## Begin DATA LISTING

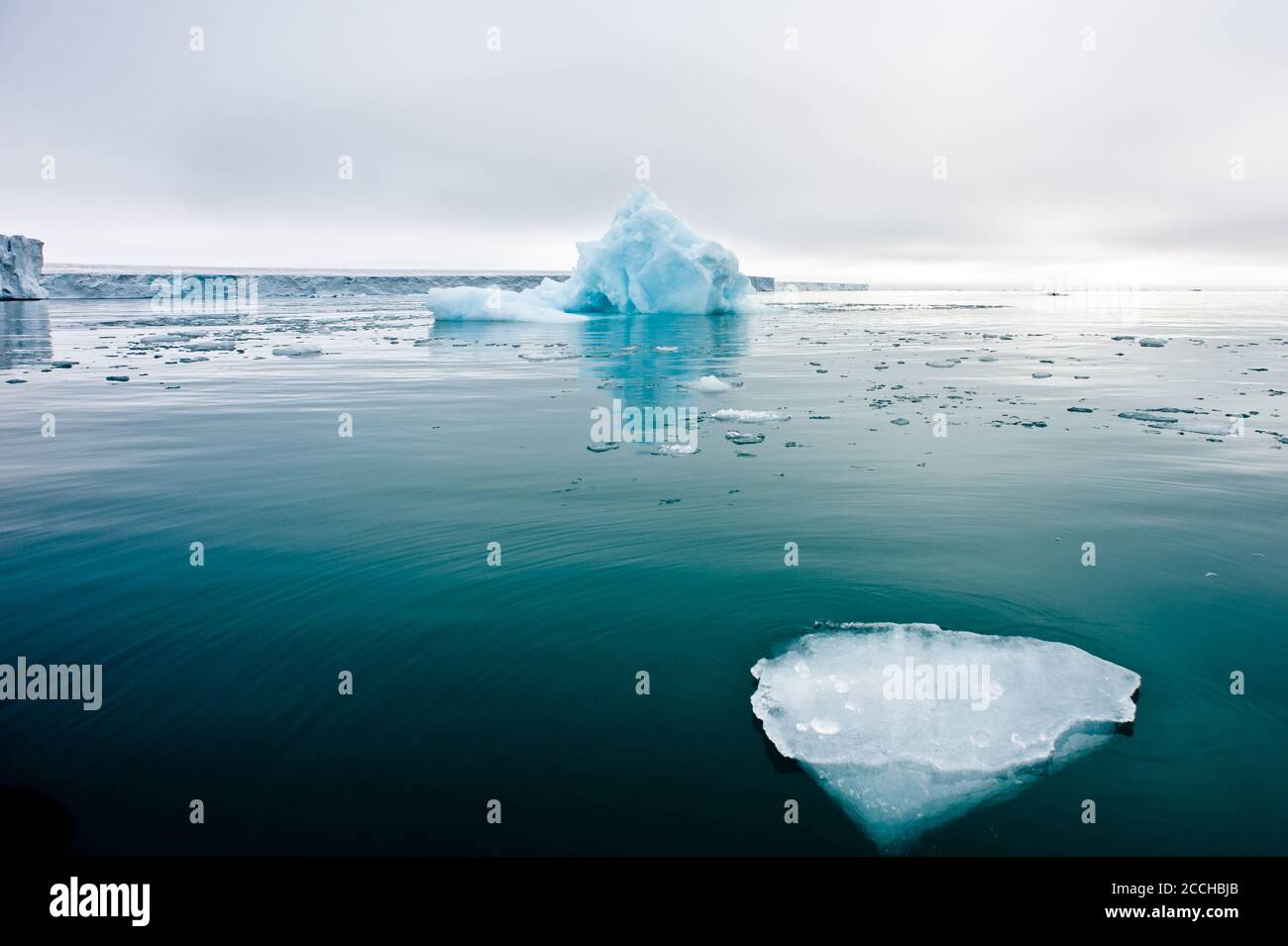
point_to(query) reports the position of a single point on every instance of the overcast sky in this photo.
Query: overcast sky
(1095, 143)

## End DATA LISTING
## Begin DATA LISTING

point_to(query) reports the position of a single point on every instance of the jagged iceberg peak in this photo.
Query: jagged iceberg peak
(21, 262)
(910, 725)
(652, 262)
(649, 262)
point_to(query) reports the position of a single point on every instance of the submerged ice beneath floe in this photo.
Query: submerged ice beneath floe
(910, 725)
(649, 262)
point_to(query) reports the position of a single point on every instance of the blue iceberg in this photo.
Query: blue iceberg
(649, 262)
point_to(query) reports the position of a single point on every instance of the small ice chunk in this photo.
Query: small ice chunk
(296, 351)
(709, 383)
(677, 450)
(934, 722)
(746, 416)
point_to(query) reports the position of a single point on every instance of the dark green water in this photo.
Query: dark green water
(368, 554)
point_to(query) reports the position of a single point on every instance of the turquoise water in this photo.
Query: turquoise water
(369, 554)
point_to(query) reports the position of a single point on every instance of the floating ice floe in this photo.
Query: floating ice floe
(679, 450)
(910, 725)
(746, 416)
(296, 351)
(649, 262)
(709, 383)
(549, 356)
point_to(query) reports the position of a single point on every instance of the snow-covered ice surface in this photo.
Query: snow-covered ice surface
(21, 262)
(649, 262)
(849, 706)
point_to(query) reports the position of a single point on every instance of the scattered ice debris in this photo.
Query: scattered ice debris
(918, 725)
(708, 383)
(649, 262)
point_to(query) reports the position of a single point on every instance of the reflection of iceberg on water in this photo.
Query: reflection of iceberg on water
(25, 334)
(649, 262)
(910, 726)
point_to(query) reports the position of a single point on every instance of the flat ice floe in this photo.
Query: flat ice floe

## End DATA LISTING
## Begin DATA LISTING

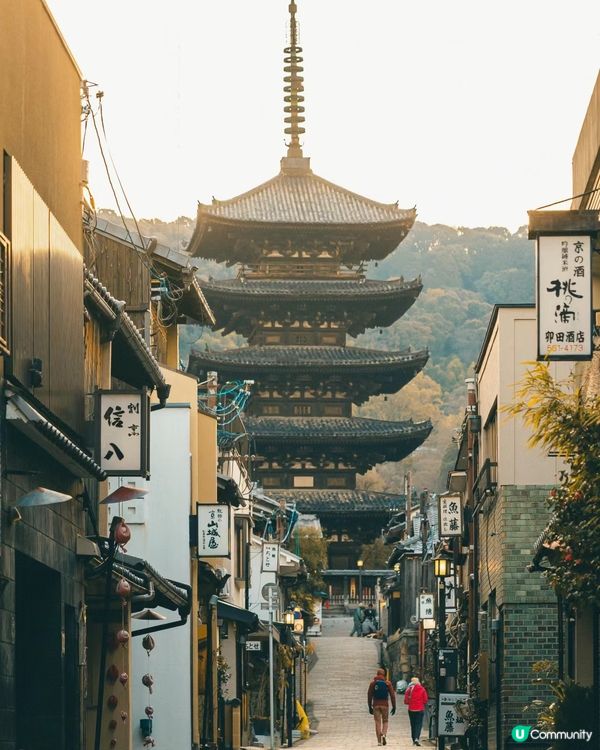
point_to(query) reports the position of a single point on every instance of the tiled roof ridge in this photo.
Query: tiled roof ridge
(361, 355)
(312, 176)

## End DATA LISTING

**WHAT THE EXERCISE ASKS**
Edit the lines from the one containing "sky in this photo." through the one containing "(1095, 143)", replacing "overcast sky" with "cloudy sky" and leaving all else unchanged. Return only those lines.

**OUTPUT FOR THIS TASK**
point_to(query) reports the position of a single point on every instance of the cloudy sky in this photo.
Query: cloudy sky
(1095, 143)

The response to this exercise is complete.